● **Source data**
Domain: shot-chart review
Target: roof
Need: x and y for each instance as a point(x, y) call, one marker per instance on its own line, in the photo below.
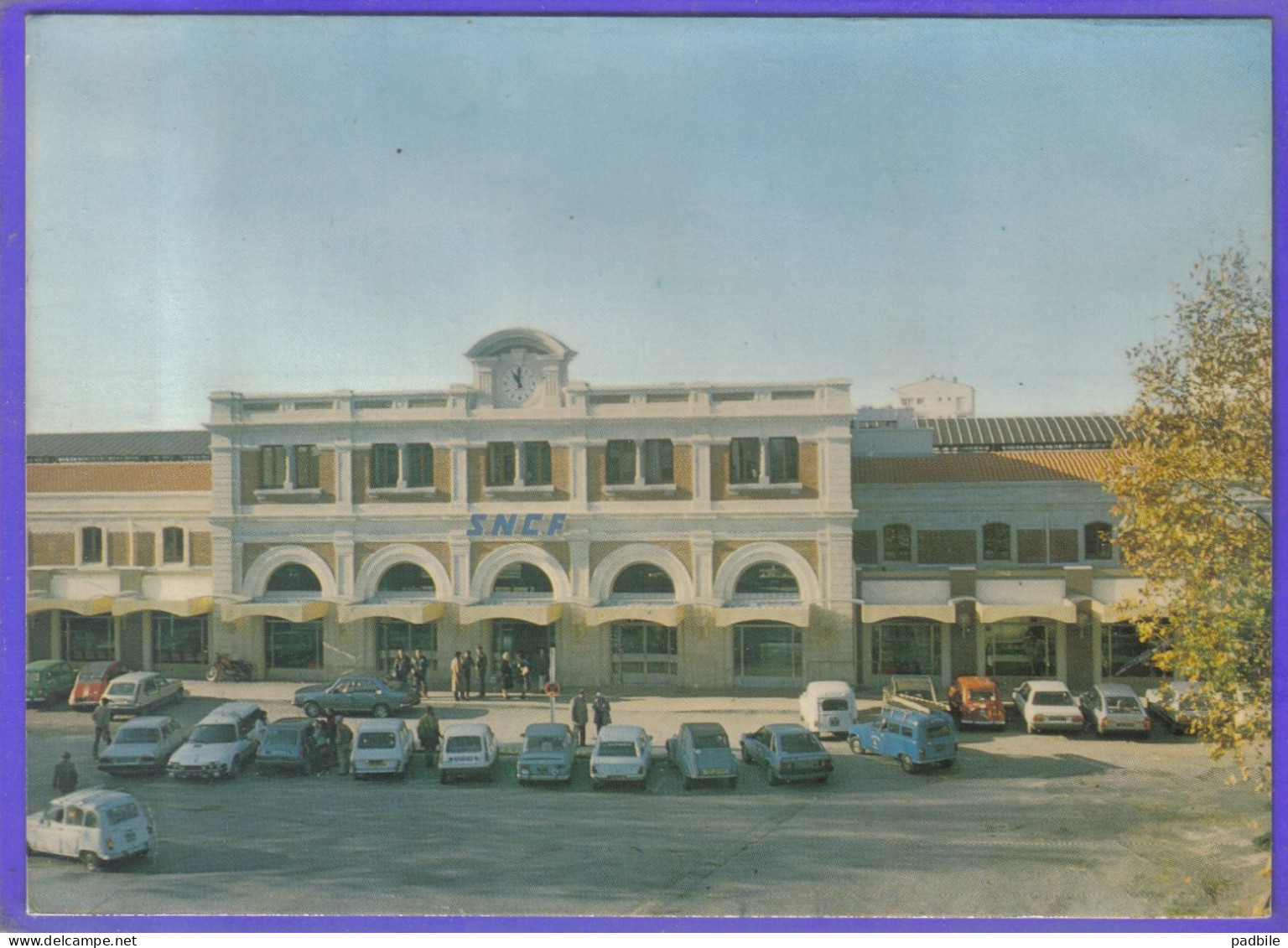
point(984, 467)
point(119, 446)
point(1026, 433)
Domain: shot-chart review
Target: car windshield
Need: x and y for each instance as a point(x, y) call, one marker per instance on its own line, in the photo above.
point(799, 743)
point(1052, 698)
point(619, 749)
point(214, 734)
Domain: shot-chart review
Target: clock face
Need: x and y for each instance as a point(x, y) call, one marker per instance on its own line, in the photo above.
point(518, 384)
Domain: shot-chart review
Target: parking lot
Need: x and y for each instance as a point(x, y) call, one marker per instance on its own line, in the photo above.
point(1021, 826)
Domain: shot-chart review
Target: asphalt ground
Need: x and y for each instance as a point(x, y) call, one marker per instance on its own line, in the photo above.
point(1047, 825)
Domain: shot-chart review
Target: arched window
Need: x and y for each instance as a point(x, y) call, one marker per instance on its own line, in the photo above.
point(643, 578)
point(1098, 540)
point(293, 578)
point(406, 578)
point(766, 578)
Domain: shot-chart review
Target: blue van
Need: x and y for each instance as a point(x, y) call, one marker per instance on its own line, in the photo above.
point(916, 738)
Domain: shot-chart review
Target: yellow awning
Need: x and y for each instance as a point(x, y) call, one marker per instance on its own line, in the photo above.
point(536, 614)
point(880, 612)
point(291, 612)
point(415, 614)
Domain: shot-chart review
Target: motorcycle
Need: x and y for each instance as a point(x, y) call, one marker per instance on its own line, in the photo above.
point(230, 669)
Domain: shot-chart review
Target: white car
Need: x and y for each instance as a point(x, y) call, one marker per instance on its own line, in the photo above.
point(94, 826)
point(620, 755)
point(382, 746)
point(1047, 706)
point(221, 744)
point(469, 750)
point(142, 746)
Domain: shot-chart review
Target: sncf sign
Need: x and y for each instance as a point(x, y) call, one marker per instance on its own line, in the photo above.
point(516, 525)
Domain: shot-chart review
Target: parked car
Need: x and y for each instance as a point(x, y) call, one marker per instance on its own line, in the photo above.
point(221, 744)
point(143, 744)
point(351, 693)
point(787, 753)
point(915, 738)
point(469, 750)
point(49, 681)
point(548, 754)
point(293, 743)
point(701, 754)
point(621, 755)
point(977, 702)
point(141, 692)
point(1047, 706)
point(827, 706)
point(96, 826)
point(91, 681)
point(1113, 708)
point(382, 749)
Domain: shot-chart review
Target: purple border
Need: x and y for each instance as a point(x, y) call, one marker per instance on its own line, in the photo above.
point(13, 916)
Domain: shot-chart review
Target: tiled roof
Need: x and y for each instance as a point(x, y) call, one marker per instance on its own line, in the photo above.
point(119, 478)
point(119, 446)
point(984, 467)
point(1024, 433)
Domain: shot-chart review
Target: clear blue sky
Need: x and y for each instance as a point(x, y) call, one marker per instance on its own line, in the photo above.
point(310, 204)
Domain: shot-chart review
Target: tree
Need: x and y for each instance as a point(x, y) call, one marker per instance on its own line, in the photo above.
point(1193, 500)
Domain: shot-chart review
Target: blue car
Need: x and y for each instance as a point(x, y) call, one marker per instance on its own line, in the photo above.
point(915, 738)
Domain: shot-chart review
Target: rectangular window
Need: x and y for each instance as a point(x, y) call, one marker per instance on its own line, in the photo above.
point(536, 463)
point(420, 465)
point(307, 465)
point(745, 460)
point(384, 465)
point(783, 467)
point(272, 467)
point(658, 461)
point(500, 464)
point(621, 463)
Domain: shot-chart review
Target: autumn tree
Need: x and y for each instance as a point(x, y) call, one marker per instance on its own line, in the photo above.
point(1193, 500)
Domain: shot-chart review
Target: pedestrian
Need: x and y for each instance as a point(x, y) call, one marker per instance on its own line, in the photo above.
point(102, 717)
point(65, 774)
point(429, 736)
point(343, 744)
point(603, 712)
point(506, 675)
point(480, 666)
point(579, 717)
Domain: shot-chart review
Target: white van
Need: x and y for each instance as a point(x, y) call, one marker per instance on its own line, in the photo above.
point(827, 706)
point(382, 746)
point(221, 744)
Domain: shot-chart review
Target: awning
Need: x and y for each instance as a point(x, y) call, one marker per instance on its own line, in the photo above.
point(98, 606)
point(1060, 612)
point(668, 616)
point(880, 612)
point(788, 614)
point(197, 606)
point(304, 611)
point(536, 614)
point(415, 614)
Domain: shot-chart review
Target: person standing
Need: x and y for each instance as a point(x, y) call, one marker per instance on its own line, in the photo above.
point(102, 717)
point(65, 774)
point(579, 717)
point(603, 712)
point(480, 666)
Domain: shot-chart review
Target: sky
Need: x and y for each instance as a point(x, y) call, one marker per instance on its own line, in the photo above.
point(307, 204)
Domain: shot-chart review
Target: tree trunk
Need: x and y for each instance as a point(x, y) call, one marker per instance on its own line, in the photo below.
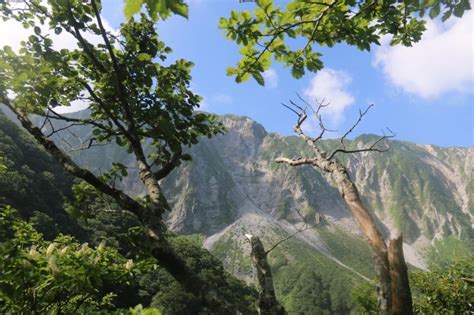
point(367, 224)
point(267, 301)
point(401, 296)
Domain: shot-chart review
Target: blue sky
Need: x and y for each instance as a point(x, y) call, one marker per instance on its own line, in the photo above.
point(416, 114)
point(424, 93)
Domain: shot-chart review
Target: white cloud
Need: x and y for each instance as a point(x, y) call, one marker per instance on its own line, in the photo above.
point(271, 78)
point(331, 86)
point(443, 61)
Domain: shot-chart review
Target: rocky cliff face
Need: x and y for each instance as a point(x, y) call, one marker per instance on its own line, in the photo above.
point(423, 191)
point(233, 186)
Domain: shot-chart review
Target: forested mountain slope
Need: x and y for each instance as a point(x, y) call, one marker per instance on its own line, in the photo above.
point(232, 187)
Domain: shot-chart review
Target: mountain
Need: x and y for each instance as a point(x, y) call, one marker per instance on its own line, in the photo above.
point(233, 186)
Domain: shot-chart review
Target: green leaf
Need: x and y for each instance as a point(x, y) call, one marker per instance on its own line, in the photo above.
point(144, 57)
point(131, 8)
point(259, 78)
point(177, 7)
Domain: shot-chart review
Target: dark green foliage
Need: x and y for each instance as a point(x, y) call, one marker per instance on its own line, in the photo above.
point(268, 33)
point(61, 276)
point(441, 290)
point(33, 182)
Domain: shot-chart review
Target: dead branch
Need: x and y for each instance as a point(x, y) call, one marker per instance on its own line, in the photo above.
point(371, 148)
point(348, 191)
point(267, 301)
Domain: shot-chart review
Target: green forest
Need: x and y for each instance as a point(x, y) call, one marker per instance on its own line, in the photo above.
point(76, 238)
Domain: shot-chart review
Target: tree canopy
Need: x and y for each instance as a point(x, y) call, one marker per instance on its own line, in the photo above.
point(292, 35)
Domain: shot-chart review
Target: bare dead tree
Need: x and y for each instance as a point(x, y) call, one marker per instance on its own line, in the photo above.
point(388, 274)
point(267, 301)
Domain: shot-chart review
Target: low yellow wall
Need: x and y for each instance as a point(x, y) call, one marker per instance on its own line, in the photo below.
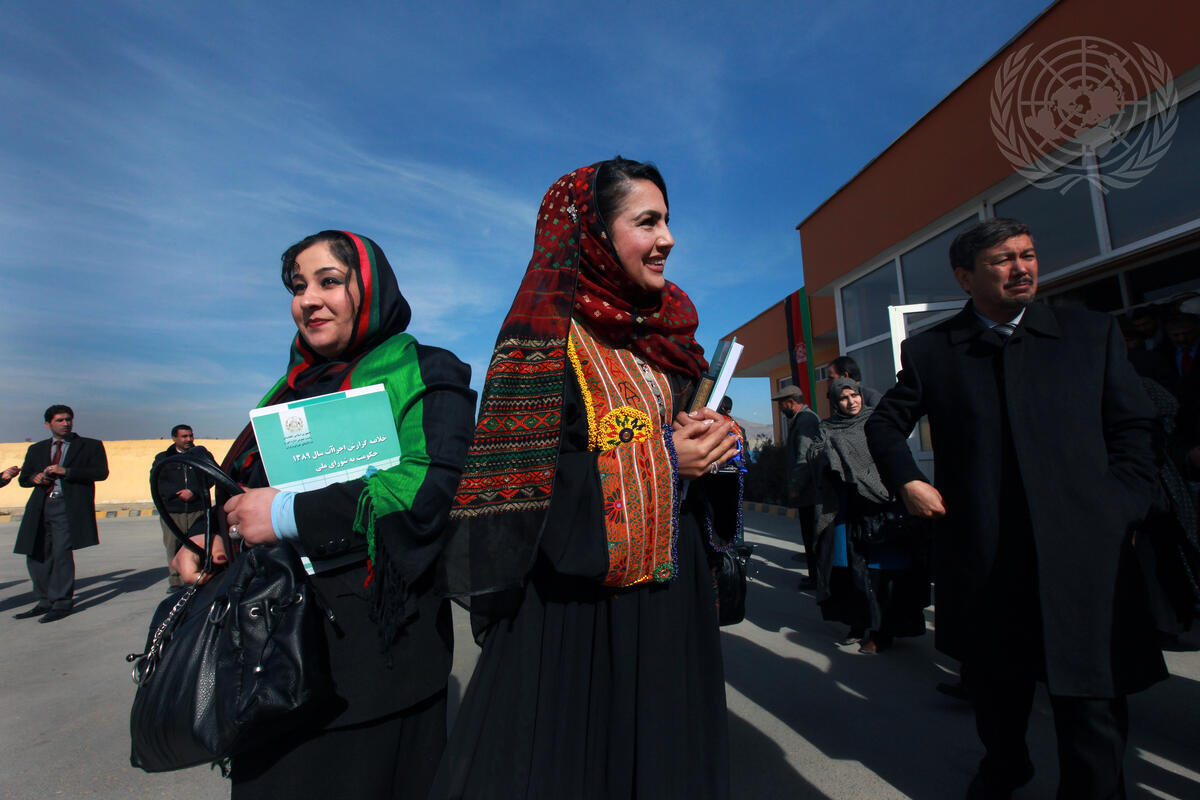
point(129, 469)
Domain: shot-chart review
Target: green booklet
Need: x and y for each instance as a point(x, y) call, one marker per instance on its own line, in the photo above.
point(327, 439)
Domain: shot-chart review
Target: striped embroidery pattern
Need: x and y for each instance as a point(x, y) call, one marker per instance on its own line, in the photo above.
point(637, 479)
point(510, 465)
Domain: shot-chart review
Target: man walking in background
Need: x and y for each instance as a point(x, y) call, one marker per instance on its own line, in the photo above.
point(185, 492)
point(60, 515)
point(846, 367)
point(803, 428)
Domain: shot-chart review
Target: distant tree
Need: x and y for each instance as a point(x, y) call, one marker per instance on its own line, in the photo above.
point(766, 480)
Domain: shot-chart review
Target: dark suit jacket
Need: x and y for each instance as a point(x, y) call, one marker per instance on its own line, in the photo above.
point(803, 429)
point(85, 463)
point(1060, 404)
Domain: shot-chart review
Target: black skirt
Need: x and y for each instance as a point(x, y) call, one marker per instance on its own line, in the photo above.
point(592, 692)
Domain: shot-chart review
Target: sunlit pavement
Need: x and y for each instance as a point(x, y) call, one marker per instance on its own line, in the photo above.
point(807, 719)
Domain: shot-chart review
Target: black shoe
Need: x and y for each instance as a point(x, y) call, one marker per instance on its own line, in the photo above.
point(36, 611)
point(990, 787)
point(958, 691)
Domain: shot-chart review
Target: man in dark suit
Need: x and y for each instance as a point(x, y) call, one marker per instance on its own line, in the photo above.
point(1041, 434)
point(185, 492)
point(60, 515)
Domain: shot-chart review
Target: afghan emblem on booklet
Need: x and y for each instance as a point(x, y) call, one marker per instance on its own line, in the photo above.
point(295, 428)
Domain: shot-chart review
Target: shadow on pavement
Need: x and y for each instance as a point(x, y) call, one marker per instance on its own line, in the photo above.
point(27, 597)
point(115, 587)
point(759, 767)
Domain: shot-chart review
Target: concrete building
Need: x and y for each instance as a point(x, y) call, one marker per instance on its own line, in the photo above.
point(1086, 126)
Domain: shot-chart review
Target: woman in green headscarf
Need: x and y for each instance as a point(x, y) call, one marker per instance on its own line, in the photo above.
point(389, 650)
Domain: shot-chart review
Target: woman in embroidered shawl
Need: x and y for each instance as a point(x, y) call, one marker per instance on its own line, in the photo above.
point(879, 589)
point(372, 540)
point(585, 518)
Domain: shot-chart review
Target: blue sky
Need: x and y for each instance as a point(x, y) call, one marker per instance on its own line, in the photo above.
point(157, 157)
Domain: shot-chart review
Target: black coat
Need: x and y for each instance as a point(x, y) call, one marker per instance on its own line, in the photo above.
point(85, 463)
point(1043, 458)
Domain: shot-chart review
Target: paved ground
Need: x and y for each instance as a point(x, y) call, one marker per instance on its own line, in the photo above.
point(808, 720)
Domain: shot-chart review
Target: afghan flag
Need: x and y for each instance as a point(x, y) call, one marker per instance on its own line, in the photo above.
point(799, 342)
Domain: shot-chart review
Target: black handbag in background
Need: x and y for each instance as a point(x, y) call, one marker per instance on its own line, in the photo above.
point(231, 662)
point(730, 576)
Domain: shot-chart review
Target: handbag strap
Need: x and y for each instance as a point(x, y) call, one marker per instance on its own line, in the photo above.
point(216, 474)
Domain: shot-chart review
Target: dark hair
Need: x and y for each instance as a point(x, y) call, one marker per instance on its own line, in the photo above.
point(339, 244)
point(847, 366)
point(1146, 312)
point(979, 238)
point(54, 410)
point(613, 180)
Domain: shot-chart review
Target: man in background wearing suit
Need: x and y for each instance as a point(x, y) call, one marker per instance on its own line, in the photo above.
point(1043, 465)
point(60, 515)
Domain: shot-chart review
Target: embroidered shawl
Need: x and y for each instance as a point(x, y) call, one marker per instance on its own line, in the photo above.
point(507, 486)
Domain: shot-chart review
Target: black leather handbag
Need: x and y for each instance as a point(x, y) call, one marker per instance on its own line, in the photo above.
point(231, 662)
point(730, 575)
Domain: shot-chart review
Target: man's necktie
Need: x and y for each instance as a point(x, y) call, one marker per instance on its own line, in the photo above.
point(54, 462)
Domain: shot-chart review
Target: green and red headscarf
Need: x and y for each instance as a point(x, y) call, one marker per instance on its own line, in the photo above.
point(509, 477)
point(382, 313)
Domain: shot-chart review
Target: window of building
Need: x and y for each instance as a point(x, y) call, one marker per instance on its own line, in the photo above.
point(864, 304)
point(1098, 295)
point(1063, 224)
point(1167, 196)
point(876, 364)
point(927, 271)
point(1164, 280)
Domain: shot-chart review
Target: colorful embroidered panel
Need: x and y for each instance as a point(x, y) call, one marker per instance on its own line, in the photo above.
point(517, 434)
point(628, 404)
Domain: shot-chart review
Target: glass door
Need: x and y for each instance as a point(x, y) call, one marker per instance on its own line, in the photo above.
point(906, 320)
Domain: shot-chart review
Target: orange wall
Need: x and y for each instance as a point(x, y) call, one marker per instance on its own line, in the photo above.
point(951, 156)
point(765, 336)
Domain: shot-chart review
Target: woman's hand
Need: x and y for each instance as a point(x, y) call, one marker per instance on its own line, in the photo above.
point(923, 500)
point(250, 512)
point(189, 565)
point(702, 439)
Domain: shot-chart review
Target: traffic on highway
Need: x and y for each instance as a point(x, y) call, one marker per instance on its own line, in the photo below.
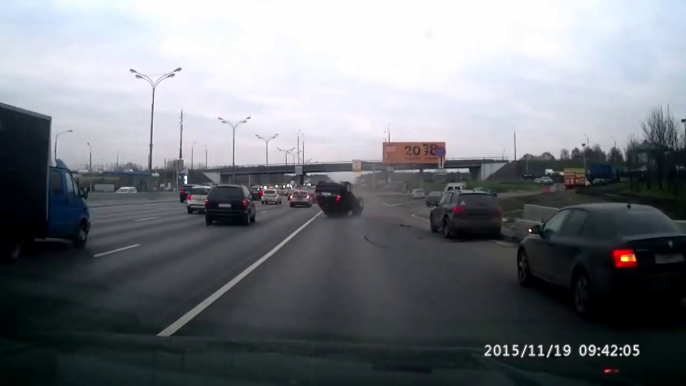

● **Written problem**
Rewrite the listing, starting at its first line and ending at the line that contains "point(1026, 433)", with "roof" replaced by "rooftop" and nothing else changed. Leave the pictures out of your answer.

● **Solution to the exercise**
Domain: shot-chart review
Target: rooftop
Need: x and y for each instance as a point(x, y) call, one marker per instance on its own line, in the photo below.
point(984, 467)
point(119, 446)
point(1026, 433)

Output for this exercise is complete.